● **Set problem A**:
Reproduce the stretch of the passage about Bryan Gelman's proposed appointment from "[47] Mr. Gelman" through "expenses and fees.", word for word.

● **Given passage**:
"""

Non-family Members put Forward as LG
(a) Bryan Gelman
[45] Kathy puts forward Bryan Gelman LIT, CIRP [^2] to be appointed as Tony Sr.’s LG. She submits that he is the only truly independent person put forth on this motion.
[46] Mr. Gelman swore two affidavits in support of his appointment. In the first, to which his C.V. is attached, he outlines his qualifications, and that he has “a wide range of experience in complex corporate litigation/insolvency engagements, multi-creditor negotiation, and business operations and real estate transactions” and he has been appointed by the court “to act as insolvency trustee, receiver, liquidator, monitor, and investigative receiver in numerous legal proceedings.”
[47] Mr. Gelman proposes to retain an independent law firm to represent him as LG, and sets out the terms of his fees and retainer, and indicates his expectation that he will be fully indemnified by Tony Sr. for all expenses and fees.

"""

● **Data for the task**:

"""

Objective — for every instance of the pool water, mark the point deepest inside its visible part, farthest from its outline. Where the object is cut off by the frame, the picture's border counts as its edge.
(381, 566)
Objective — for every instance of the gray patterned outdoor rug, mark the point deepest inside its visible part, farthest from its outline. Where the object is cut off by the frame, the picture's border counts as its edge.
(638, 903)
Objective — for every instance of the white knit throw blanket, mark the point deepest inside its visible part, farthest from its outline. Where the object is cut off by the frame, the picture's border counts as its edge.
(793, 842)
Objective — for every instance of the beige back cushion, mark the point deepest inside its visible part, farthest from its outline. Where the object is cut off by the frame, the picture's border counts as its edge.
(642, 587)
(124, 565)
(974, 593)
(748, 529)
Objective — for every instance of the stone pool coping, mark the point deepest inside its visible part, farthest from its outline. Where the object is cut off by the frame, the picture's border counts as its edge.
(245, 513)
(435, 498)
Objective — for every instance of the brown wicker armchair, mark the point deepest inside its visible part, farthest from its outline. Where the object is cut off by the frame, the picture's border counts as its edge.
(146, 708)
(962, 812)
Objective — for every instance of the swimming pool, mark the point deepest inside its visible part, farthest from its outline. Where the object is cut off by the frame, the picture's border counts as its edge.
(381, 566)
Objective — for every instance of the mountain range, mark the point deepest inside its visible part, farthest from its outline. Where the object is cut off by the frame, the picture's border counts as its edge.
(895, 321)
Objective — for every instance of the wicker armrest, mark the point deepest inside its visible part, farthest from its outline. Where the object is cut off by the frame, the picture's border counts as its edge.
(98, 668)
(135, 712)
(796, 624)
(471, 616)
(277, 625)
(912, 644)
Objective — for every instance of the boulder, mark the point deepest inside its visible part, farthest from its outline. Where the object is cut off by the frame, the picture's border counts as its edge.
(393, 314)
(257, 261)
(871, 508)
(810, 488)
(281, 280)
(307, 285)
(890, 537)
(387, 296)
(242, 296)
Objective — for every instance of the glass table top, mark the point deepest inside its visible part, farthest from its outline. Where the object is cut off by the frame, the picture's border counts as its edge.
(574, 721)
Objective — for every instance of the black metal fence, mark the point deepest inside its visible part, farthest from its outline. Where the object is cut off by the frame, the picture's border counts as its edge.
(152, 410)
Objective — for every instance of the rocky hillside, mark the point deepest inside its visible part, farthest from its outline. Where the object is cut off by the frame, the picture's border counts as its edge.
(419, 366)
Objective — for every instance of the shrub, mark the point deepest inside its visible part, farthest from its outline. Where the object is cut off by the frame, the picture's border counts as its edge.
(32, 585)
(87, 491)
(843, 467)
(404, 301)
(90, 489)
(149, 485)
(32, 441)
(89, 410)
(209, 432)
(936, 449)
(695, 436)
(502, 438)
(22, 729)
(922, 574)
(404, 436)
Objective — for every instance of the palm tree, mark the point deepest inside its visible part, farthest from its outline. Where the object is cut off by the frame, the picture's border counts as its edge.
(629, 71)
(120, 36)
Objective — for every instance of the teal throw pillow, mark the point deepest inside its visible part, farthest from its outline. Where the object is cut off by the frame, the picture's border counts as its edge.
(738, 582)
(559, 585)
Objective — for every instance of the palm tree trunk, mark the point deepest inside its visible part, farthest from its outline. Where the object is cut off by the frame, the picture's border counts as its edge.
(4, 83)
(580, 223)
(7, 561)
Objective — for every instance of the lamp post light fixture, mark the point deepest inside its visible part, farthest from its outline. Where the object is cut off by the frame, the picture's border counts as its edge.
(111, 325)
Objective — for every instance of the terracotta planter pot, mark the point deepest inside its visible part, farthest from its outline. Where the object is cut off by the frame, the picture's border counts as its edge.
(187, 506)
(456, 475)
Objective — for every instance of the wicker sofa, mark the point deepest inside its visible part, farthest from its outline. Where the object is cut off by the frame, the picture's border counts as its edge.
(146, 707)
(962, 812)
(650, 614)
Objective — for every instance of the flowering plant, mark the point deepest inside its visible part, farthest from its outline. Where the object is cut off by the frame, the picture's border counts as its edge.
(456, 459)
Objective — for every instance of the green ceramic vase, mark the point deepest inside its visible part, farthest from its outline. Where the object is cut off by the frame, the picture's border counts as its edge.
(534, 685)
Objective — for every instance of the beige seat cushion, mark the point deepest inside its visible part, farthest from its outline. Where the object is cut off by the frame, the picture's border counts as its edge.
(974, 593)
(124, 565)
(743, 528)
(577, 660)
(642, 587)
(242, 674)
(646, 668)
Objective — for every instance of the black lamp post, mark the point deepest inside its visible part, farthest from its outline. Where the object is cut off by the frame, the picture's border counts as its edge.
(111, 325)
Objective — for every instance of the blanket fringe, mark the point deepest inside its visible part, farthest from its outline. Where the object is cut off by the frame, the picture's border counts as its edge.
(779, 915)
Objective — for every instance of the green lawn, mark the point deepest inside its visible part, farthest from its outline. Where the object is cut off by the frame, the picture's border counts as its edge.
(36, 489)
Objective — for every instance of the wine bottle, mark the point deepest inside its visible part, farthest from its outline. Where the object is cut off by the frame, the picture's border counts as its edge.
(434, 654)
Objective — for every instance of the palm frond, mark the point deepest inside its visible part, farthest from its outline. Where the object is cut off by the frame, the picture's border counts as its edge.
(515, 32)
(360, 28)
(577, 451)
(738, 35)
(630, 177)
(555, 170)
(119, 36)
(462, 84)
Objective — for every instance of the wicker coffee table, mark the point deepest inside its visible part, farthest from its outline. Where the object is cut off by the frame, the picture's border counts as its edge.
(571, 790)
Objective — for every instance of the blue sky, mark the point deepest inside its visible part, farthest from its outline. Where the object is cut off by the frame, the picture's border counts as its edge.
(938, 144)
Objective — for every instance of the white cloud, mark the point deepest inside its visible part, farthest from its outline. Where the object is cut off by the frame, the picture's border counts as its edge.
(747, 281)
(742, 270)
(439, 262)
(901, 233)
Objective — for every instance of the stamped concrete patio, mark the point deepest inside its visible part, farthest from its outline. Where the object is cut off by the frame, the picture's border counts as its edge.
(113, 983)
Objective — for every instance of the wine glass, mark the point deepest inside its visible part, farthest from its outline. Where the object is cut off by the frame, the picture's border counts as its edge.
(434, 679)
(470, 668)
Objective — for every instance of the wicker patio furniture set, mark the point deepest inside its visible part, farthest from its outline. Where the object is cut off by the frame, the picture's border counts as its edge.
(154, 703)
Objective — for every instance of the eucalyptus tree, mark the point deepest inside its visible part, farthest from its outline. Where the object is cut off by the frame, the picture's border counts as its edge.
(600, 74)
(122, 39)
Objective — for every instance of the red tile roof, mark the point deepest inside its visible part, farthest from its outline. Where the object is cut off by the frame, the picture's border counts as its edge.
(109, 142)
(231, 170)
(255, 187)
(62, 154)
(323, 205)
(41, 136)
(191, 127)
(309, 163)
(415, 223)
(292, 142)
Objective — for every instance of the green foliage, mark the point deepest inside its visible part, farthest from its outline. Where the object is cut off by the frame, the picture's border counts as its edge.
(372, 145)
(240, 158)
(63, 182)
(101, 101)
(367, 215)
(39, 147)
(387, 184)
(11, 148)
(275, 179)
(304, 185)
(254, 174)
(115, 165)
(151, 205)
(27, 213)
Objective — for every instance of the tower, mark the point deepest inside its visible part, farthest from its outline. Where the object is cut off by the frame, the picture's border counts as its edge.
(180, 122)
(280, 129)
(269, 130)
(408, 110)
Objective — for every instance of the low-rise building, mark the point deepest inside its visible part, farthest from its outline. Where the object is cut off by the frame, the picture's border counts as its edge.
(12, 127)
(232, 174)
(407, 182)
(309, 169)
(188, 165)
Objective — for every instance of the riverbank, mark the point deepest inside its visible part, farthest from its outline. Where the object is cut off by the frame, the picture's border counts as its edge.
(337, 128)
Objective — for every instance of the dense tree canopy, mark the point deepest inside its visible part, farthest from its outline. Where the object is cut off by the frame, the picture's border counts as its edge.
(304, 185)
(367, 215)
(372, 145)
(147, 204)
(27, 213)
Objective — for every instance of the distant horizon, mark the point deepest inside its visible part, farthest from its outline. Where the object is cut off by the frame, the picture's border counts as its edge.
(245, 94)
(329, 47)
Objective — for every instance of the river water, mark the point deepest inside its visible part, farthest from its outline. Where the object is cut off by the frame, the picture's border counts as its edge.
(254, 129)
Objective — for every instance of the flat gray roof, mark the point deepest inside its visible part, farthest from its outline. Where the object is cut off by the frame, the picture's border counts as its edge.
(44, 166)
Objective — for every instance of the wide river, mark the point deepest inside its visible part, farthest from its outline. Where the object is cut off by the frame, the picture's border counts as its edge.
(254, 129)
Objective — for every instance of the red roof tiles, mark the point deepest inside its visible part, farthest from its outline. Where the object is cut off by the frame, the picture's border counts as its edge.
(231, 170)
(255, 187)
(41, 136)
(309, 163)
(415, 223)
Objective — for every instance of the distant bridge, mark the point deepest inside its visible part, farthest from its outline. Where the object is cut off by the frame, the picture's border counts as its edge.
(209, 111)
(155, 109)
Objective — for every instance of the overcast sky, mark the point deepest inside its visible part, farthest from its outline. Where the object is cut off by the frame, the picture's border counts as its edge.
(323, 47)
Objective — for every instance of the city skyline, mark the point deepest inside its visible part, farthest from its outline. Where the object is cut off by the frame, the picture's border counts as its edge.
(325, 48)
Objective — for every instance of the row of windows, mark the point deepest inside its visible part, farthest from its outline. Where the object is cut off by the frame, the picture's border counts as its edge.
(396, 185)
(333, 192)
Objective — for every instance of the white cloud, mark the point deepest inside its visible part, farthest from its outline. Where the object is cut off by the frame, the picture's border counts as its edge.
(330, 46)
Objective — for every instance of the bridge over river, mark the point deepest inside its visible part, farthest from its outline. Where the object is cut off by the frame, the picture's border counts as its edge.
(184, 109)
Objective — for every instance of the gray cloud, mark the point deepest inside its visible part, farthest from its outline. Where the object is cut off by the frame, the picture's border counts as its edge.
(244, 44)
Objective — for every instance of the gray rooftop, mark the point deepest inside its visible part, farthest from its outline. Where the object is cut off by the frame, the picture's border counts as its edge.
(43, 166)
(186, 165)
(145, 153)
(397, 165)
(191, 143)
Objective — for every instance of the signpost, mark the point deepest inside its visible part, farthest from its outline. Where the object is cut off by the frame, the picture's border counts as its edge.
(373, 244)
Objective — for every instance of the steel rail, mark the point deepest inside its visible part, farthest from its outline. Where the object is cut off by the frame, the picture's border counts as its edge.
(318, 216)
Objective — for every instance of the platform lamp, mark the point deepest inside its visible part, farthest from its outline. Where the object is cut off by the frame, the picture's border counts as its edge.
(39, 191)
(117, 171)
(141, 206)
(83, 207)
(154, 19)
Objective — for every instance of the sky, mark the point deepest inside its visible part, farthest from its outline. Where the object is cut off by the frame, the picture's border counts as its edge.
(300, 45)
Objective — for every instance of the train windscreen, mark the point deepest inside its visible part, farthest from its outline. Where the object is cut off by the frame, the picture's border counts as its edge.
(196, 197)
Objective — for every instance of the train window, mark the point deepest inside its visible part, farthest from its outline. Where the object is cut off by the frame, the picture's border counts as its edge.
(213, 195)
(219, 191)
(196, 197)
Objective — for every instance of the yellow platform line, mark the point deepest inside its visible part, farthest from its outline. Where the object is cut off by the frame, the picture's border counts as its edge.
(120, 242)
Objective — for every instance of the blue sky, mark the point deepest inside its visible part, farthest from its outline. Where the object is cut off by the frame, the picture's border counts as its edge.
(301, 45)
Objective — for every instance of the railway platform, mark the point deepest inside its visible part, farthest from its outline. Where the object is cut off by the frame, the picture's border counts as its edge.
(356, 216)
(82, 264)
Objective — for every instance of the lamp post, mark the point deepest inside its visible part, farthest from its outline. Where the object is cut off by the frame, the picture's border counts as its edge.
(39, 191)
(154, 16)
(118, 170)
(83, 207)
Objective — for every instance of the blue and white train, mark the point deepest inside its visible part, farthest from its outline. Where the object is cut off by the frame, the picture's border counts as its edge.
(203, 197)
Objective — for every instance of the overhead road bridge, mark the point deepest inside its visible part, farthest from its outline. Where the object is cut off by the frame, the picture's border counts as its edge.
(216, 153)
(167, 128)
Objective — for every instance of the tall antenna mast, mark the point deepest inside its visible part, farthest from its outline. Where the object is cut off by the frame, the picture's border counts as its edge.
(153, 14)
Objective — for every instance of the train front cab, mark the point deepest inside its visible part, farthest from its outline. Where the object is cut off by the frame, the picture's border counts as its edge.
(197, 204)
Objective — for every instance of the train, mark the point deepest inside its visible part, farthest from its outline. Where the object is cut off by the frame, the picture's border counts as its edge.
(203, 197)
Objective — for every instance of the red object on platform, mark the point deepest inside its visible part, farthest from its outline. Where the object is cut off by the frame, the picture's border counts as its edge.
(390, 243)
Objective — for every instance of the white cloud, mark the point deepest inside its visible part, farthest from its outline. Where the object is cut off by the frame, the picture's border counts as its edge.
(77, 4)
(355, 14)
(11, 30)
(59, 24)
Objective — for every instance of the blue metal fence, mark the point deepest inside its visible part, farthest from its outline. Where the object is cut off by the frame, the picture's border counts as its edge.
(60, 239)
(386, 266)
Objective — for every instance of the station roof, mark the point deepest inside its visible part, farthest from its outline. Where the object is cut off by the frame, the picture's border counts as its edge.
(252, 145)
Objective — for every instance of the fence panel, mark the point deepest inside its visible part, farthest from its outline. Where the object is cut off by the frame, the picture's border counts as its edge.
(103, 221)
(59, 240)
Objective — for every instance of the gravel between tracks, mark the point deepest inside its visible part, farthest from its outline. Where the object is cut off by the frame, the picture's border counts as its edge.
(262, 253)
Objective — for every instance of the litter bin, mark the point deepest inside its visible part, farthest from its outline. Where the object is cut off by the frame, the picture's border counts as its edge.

"""

● **Set problem B**:
How many lines of the rows above contain the string "wicker", with case counting? Give only the number.

● **Complete answer A**:
[47] Mr. Gelman proposes to retain an independent law firm to represent him as LG, and sets out the terms of his fees and retainer, and indicates his expectation that he will be fully indemnified by Tony Sr. for all expenses and fees.

● **Complete answer B**:
5